## EXERCISE DESCRIPTION
From the listing that follows, count the lines including "label" and give the number alone.
##########
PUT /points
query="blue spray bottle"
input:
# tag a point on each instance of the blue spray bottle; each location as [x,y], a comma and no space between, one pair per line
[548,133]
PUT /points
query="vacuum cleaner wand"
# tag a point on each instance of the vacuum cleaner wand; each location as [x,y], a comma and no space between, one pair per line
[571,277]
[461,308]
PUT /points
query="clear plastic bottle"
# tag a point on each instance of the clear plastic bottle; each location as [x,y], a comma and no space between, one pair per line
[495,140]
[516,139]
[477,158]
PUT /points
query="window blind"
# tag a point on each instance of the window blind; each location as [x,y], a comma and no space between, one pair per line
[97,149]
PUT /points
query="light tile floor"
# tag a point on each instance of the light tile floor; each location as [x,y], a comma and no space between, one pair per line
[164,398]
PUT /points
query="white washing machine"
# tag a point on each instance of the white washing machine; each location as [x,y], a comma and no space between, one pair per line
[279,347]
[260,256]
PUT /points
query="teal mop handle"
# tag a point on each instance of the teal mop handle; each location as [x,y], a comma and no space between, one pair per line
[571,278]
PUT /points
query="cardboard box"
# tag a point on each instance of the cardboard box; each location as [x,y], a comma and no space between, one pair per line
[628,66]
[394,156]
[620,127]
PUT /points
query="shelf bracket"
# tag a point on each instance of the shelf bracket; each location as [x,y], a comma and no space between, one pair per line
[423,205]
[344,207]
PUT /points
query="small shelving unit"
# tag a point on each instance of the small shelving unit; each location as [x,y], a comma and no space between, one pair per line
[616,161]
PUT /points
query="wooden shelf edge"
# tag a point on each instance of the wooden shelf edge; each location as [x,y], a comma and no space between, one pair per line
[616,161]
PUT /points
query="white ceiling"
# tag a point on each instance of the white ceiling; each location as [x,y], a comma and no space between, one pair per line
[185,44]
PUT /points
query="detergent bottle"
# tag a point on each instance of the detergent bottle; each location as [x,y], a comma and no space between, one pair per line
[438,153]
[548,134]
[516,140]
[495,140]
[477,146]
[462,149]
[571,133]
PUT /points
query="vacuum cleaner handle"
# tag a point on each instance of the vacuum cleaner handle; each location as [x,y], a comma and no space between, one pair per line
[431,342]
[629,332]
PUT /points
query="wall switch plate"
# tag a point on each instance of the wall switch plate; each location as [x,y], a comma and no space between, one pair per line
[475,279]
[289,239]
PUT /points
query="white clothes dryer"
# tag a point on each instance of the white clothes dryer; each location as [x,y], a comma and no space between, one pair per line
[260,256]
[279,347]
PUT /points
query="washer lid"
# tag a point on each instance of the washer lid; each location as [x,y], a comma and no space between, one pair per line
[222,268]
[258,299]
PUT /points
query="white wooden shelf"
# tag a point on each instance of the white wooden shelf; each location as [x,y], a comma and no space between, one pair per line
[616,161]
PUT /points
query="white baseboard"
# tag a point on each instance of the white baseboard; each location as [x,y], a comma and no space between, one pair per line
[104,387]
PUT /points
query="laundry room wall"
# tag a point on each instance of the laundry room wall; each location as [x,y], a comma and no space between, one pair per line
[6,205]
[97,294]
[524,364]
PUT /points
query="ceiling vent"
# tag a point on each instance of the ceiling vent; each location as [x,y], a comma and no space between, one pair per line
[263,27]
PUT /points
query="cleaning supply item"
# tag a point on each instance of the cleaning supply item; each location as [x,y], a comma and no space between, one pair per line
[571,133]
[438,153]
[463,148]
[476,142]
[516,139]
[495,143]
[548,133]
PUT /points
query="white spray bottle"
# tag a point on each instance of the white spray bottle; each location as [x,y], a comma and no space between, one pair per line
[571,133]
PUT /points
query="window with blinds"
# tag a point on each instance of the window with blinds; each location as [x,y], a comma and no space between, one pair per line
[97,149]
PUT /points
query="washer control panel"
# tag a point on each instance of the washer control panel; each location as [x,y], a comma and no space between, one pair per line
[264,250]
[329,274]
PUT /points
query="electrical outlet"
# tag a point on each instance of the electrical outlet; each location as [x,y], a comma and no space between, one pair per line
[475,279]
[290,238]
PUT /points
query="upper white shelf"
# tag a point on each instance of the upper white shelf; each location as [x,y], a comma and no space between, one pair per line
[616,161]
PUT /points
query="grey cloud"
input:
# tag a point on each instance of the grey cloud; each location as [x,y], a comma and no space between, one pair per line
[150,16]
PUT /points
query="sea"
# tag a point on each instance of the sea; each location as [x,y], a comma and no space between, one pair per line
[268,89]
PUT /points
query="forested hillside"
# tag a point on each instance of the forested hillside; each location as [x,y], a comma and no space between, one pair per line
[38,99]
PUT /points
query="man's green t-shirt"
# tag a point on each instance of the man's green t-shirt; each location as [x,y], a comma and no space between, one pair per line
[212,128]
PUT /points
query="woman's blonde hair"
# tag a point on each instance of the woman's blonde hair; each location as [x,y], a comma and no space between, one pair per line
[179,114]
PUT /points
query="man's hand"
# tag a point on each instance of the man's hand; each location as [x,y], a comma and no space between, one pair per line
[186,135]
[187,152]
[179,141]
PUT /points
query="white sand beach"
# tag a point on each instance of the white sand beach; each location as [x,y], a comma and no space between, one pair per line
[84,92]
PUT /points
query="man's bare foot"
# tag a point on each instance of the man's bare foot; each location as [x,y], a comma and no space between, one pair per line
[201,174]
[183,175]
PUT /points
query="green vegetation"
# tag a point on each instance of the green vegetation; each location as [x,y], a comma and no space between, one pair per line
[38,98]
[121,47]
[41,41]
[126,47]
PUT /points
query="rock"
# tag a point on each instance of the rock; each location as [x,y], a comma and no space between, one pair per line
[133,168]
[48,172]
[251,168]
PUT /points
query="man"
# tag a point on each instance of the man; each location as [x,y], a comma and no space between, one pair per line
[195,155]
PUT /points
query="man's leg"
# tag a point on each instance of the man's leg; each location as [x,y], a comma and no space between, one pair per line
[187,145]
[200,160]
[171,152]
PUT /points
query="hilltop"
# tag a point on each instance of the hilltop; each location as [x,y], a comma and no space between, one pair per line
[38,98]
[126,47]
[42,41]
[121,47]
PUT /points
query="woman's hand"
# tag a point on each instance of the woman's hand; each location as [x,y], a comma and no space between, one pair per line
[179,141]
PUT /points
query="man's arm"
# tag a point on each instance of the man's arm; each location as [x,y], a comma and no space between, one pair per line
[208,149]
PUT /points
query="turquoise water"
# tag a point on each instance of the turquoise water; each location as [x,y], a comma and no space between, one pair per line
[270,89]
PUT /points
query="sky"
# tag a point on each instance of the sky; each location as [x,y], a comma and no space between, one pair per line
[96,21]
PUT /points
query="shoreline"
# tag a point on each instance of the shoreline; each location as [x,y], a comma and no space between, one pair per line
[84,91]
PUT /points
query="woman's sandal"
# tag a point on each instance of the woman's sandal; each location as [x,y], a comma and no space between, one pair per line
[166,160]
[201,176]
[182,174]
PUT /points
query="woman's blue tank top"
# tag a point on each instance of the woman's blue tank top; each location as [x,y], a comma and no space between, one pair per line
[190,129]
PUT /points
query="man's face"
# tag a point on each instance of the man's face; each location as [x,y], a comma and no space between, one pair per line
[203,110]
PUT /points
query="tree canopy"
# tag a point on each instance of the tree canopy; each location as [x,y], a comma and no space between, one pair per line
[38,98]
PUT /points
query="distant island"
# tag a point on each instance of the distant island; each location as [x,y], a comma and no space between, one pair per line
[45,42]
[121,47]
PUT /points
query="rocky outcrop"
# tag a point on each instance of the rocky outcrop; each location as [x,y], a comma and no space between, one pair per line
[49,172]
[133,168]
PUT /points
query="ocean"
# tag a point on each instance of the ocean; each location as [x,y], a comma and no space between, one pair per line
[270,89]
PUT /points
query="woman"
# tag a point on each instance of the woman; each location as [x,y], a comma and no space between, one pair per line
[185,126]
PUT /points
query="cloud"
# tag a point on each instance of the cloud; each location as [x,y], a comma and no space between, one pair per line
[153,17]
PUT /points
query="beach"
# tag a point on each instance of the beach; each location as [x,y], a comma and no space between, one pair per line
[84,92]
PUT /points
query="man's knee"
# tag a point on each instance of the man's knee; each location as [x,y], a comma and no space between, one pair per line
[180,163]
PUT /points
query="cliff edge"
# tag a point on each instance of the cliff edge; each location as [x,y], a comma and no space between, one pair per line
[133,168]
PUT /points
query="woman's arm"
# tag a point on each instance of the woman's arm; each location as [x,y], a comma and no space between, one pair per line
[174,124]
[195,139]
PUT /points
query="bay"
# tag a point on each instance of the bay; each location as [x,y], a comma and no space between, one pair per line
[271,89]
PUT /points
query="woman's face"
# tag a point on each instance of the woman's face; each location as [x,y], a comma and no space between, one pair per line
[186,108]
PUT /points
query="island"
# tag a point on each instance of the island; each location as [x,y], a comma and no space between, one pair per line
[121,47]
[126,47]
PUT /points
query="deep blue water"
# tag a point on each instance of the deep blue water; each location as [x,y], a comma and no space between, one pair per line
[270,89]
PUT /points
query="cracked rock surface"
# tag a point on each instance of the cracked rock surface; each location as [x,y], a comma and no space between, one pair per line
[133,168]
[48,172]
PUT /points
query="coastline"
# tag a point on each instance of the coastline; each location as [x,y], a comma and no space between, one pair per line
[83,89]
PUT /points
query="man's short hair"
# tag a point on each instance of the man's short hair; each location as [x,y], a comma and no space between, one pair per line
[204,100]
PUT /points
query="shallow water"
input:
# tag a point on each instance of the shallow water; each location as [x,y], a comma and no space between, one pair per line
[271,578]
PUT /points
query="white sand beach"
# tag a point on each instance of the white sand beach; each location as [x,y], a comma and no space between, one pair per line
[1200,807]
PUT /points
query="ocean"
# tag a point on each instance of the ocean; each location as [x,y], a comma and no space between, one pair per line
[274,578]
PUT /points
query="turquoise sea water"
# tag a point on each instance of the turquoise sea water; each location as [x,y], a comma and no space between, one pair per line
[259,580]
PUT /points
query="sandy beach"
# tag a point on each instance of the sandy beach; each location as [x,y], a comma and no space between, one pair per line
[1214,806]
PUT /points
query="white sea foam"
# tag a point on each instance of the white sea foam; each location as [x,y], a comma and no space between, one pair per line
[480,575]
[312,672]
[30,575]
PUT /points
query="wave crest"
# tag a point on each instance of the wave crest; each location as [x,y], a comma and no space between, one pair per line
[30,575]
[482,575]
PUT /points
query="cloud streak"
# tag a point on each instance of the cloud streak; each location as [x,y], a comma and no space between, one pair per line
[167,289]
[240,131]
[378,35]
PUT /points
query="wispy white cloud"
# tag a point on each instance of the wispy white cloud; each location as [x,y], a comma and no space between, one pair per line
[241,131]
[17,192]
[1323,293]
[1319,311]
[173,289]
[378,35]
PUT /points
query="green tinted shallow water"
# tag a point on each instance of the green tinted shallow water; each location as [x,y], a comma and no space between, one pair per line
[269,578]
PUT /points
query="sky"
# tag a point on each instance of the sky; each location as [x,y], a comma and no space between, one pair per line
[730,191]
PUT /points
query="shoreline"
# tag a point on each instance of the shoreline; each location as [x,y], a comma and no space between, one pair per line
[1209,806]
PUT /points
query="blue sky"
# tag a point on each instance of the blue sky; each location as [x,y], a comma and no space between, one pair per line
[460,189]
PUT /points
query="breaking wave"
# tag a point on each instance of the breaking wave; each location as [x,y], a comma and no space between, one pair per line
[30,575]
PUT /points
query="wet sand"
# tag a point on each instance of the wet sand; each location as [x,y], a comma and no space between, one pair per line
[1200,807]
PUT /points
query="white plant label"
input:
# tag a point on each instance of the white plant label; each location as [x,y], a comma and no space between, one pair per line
##########
## SOLUTION
2